Start Entries provided
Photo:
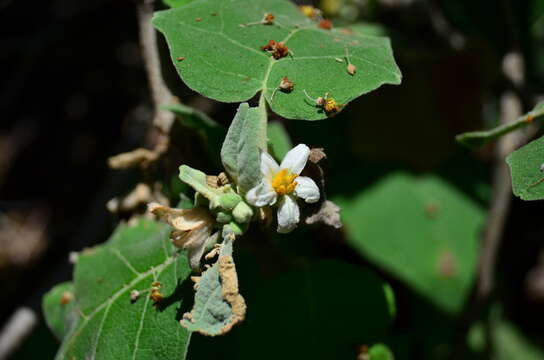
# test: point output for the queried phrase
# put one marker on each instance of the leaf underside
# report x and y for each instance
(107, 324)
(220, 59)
End Entries provided
Start Entries provided
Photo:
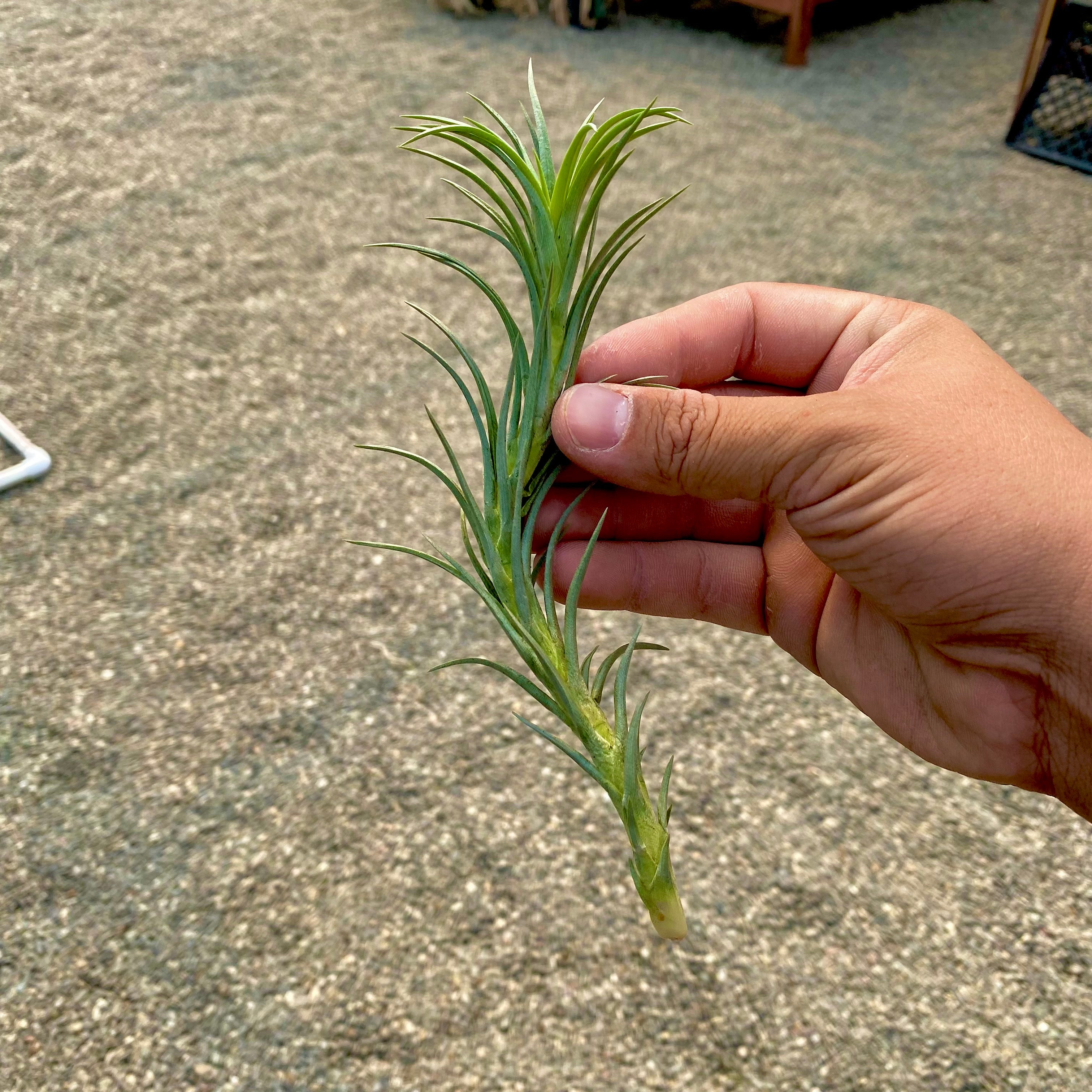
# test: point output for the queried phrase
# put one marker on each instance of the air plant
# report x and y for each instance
End Entries provided
Requirement>
Count the lines of the records above that contain the word "instance", and give only the number.

Solved problem>
4